Angezeigter Text —
++++++++++++++++++++
Eine Form der Nachrichten auf der Kurzwelle gibt es auch heute noch. Zahlensender, die in unterschiedlichen Sprachen, codierte Nachrichten aussenden. Früher gab es unzählige davon und manche mit interessanten Kennungen, beispielsweise Melodien und Tonfolgen. Ja, es sind wenige geworden, aber sie sind noch da. Neben dem sprachlichen Funkverkehr gibt es unzählige andere Techniken, die genutzt werden. Fernschreiber, Morsecode, Telefax, … und verschlüsselte digitale Datentransfersysteme geben unterschiedliche Geräusche, Sounds und Nachrichten in den Äther.

Einige der aktuell in den Zeiten des Ukraine-Krieges ausgesendeten Nachrichten habe ich gehört, aufgenommen und in die Musik eingebaut. Manche Melodien und Sounds sind das Ergebnis der Inspiration durch das Zuhören. Es ist unklar, welche Nachrichten inhaltlich übersendet werden, da der Code nicht geknackt ist – zumindest hat niemand das öffentlich bekannt gegeben -, aber es werden persönliche Nachrichten an echte Spione oder aber für ein bestimmtes Land agierende Menschen gesendet.

Auf wenigen Frequenzen weiß man, dass es sich um die Kommunikation von strategisch wichtigen Einheiten handelt. Seien es Transport-Einheiten oder Bomberstreitkräfte mit nuklearen Waffensystemen. Mögen sie niemals in Echtzeit aktiv und genutzt werden, denn dann würde unsere Welt untergehen. Das Trainieren dieser Kommunikation auf diesen festen Frequenzen kann man jeden Tag hören. Die im Album eingearbeiteten Nachrichten sind alle echte Nachrichten. Im letzten Stück ist ein Funksignal zu hören, welches die Ukrainer eingesetzt haben, um russischen Funkverkehr zu überlagern und damit zu stören.

Die neun Stücke auf dem Album hat Joerg in der Zeit von März bis November 2022 eingespielt. Gestartet wird mit dem vierminütigen „Korsar Is Calling“. Hier hat Joerg Dankert sehr mysteriöse und düstere Klänge mit gesprochenen Textfetzen einer weiblichen Stimme verbunden. Das hat etwas Bedrohliches und zugleich Flehendes, da es wie ein Hilferuf wirkt. Im weiteren Verlauf kommen einige Harmonien auf, die dann soundtrackartig wirken.

Dem folgt das 4:21minütige „Fading Contact“. Das beginnt mit atmosphärischen und auch wieder recht düsteren Synthklängen. Joerg baut hier Stimmungsbilder auf, die Melodien vermissen lassen. Erst ab der Hälfte kommen flächige, teils schwebende Harmonieansätze auf. Das hat wieder sehr viel von einem Soundtrack.
++++++++++++++++++++
Bereitgestelltes Material —
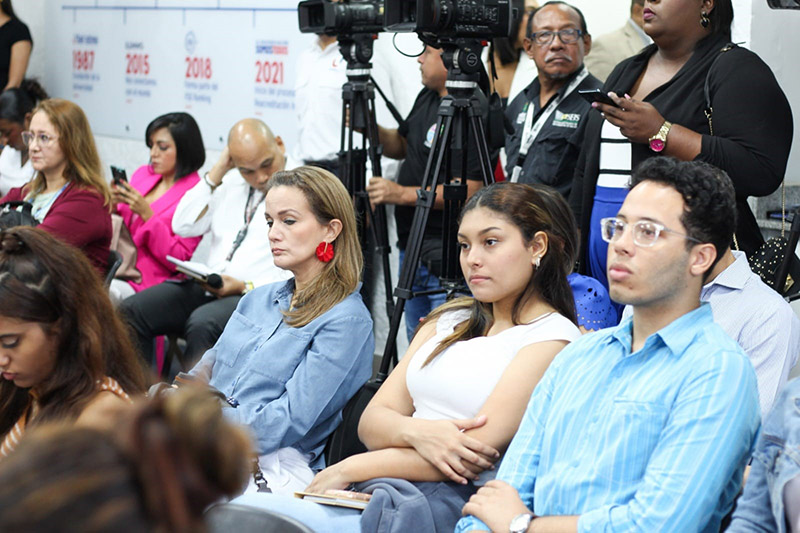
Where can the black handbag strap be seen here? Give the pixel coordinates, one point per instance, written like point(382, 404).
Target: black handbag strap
++++++++++++++++++++
Aufgabe 1 — Entnimm der Albumbesprechung alles von „Dem folgt das“ bis hinunter zu „von einem Soundtrack.“.
Aufgabe 2 — In welchem Zeitraum wurden laut der Albumbesprechung die neun Stücke eingespielt?
Aufgabe 3 — Führe die Albumbesprechung im Anschluss an ihren letzten Satz weiter.

Antwort 1 —
Dem folgt das 4:21minütige „Fading Contact“. Das beginnt mit atmosphärischen und auch wieder recht düsteren Synthklängen. Joerg baut hier Stimmungsbilder auf, die Melodien vermissen lassen. Erst ab der Hälfte kommen flächige, teils schwebende Harmonieansätze auf. Das hat wieder sehr viel von einem Soundtrack.

Antwort 2 — Von März bis November 2022.

Antwort 3 —
Auf 6:21 Minuten Spielzeit bringt es dann „Sad Sounds“. In der ersten Minute baut Joerg zunächst wieder Stimmungsbilder auf, die wieder etwas bedrohlich wirken. Danach schält sich aber eine leicht melancholische Harmoniefolge heraus, die sanft dahinschwebt. Ein wunderbarer Track.

Das 3:38minütige „Urgent Utility Message“ wird dann von Sequenzerrhythmen bestimmt und ist eine Mischung aus proggigen Sounds und John Carpenter-Feeling. Das gefällt mir sehr gut.

Mit einer weiblichen Stimme und Rauschen startet Joerg dann in den 5:18minütigen Track „Nice Voice“. Schnell kommen herrliche Synthflächen auf und bieten schwebende Musik, die wie für einen Flug durch das All gemacht ist. Ein sehr erhaben klingender Track. Das 3:10minütige „Humerous“ zeigt sich dagegen wieder etwas rhythmischer und hat etwas von einem John Carpenter-Soundtrack.

„A Little Melody“ bietet Arpeggios und eine schöne, sanfte Melodieführung. Dahinein baut Joerg dann Sprachfetzen ein. Das hat Flair und gehört zu den Highlights des Albums. Kollagenartig zeigt sich dagegen „Emergency Action Message“.

Das Album endet mit dem 16:14minütigen Track „Mil Comms But Hope“. In diesem Stück hört man Rauschen, Stimmen, bedrohlich wirkende Sounds und im Mittelteil eine sehr schöne Harmoniefolge mit Sequenzerrhythmus. Und auch noch eine Spur Vangelis-Sound ist in dem Stück zu finden.

Joerg Dankert geht auf dem neuen Werk „Messages“ nicht so melodisch vor, wie er es auf „Between The Meantime“ gemacht hat. Hauptsächlich werden Stimmungsbilder erzeugt und diese mit den Aufnahmen aus dem Kurzwellenbereich ergänzt. Das klingt teilweise ungewöhnlich, dann wiederum sehr spannend und wird immer mal wieder von Harmoniebögen unterstützt. Das ist Musik, die man in Ruhe auf sich wirken lassen muss, dann entfalten sich die harmonischen Momente besonders stark.